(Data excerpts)

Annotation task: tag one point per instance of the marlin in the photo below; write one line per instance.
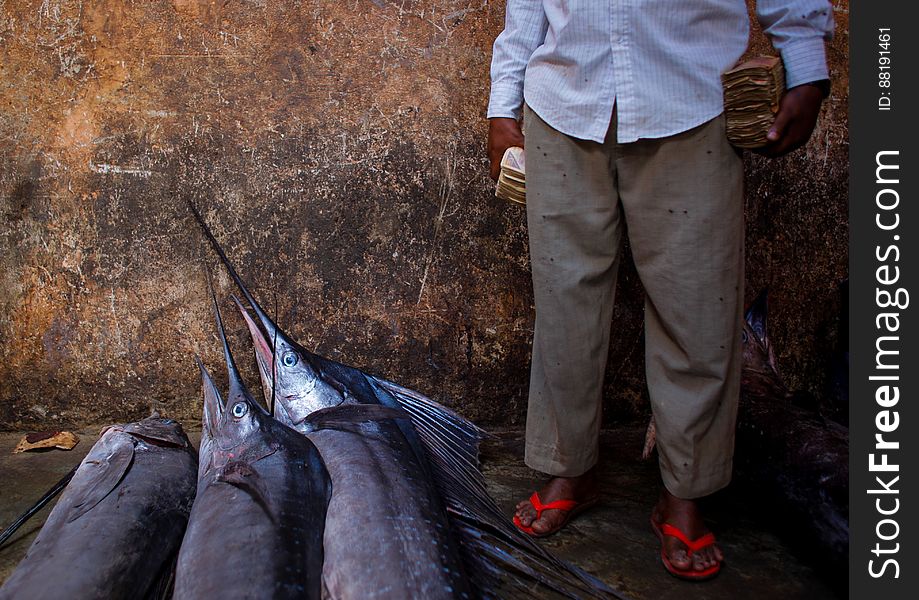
(116, 529)
(257, 524)
(409, 516)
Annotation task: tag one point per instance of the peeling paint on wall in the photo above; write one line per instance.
(338, 150)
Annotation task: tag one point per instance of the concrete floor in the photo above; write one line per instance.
(613, 541)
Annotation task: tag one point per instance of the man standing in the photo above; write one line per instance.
(624, 128)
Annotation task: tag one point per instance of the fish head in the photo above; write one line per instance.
(293, 383)
(287, 371)
(240, 417)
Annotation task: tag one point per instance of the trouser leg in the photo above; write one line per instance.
(683, 202)
(574, 225)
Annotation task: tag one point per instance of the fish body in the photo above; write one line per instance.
(118, 524)
(797, 458)
(410, 516)
(256, 527)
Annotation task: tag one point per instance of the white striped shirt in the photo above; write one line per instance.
(659, 61)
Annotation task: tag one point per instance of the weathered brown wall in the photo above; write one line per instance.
(337, 148)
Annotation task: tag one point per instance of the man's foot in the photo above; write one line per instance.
(684, 515)
(582, 490)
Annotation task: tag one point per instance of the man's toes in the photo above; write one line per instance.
(527, 515)
(679, 558)
(699, 561)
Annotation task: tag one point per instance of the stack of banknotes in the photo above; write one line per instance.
(752, 91)
(512, 180)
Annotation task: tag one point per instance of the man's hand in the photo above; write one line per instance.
(502, 134)
(795, 121)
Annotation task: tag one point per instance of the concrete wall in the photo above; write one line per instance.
(338, 150)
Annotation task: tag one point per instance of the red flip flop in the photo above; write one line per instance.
(573, 508)
(692, 546)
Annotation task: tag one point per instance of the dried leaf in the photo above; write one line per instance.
(63, 440)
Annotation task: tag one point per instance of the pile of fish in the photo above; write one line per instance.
(116, 529)
(346, 486)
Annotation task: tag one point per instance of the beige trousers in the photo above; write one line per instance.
(681, 198)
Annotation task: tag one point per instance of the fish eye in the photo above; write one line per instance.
(289, 359)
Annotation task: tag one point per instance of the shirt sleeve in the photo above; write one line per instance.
(798, 30)
(525, 27)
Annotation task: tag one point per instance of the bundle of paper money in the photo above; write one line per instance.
(752, 91)
(512, 180)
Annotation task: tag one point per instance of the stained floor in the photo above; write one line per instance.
(613, 541)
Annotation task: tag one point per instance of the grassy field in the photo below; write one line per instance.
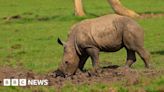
(29, 42)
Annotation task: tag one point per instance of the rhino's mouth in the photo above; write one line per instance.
(59, 73)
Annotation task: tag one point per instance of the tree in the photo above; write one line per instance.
(78, 8)
(121, 10)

- [Try it]: Return the lines above exactly; the images are not part of the copy.

- [Task output]:
Annotation task: tag one point per instance of the marlin in the photo below; write one line per instance.
(116, 529)
(257, 524)
(409, 516)
Annotation task: tag one point per instance of the peeling paint on wall in the photo above; write one line per instance.
(338, 150)
Annotation task: tag one point per instance of the concrete floor in the photo above; write one line per instance.
(613, 541)
Annotation task: tag one point per instance of the man standing in the photo above; write one line per instance.
(624, 128)
Annotation task: tag one point per instance of the fish head in the photo above; write one line per instance.
(293, 383)
(287, 371)
(240, 417)
Annotation task: tag one point per instance of the trouser leg in the photo above; write one line per instance.
(683, 202)
(574, 225)
Annotation task: tag one point per instance of the fish body in the photo above; write one line per instance.
(118, 524)
(797, 458)
(410, 516)
(256, 527)
Annotation task: tag one point per instance of the white striped shirt in the photo above; write one line per instance.
(659, 61)
Annotation task: tag one point per instance of the weathered brown wall in the photo above; write one line per instance.
(337, 148)
Annotation task: tag one point per instance of the man's foot in the photo above; write one line per instance.
(684, 515)
(582, 490)
Annotation task: tag one point per instance of the man's toes in the photo above; write one line per instance.
(527, 515)
(679, 558)
(699, 561)
Annotation task: tag one point per instance of the stack of banknotes in the photo above; write one line per instance.
(752, 91)
(512, 180)
Annotation task: tag one point per instance of the man's hand in the photo above; write one line per instance.
(502, 134)
(795, 121)
Annotation task: tag one point per instance of the concrete wall in the photo above; write one line per instance.
(338, 150)
Annotation task: tag one point per instance of the red flip flop in the photo above; write one line per instance.
(573, 508)
(692, 546)
Annotation task: tag one point per instance of the dried leaf in the photo above; write one line per instance.
(63, 440)
Annotation task: tag one point per instance of the pile of fish in the photo above; write one line per instance.
(116, 529)
(346, 486)
Annotation task: tag one point per instance of the beige trousers in the photo above; write one line per instance.
(681, 198)
Annotation task: tag one point per instance of the fish eye in the photo above; write one line per instance.
(289, 359)
Annotation task: tag one point per instance of the shirt sleeve in the photo above; write one line per instance.
(798, 30)
(525, 27)
Annotation task: tag one point per instance of the bundle of paper money in the photo above; write one line per instance.
(752, 91)
(512, 180)
Annotation task: tag one point per instance of the stained floor in the photo above; write one line per instance.
(613, 541)
Annotation task: tag one point per instance of the grassy field in the photo below; write one line per instance.
(29, 42)
Annotation task: tag one point per instance of the rhino's mouth in the photo above; write one line per instance.
(59, 73)
Annotation task: tag one point per instance of the tree in the photo above; write one line per instance.
(78, 8)
(121, 10)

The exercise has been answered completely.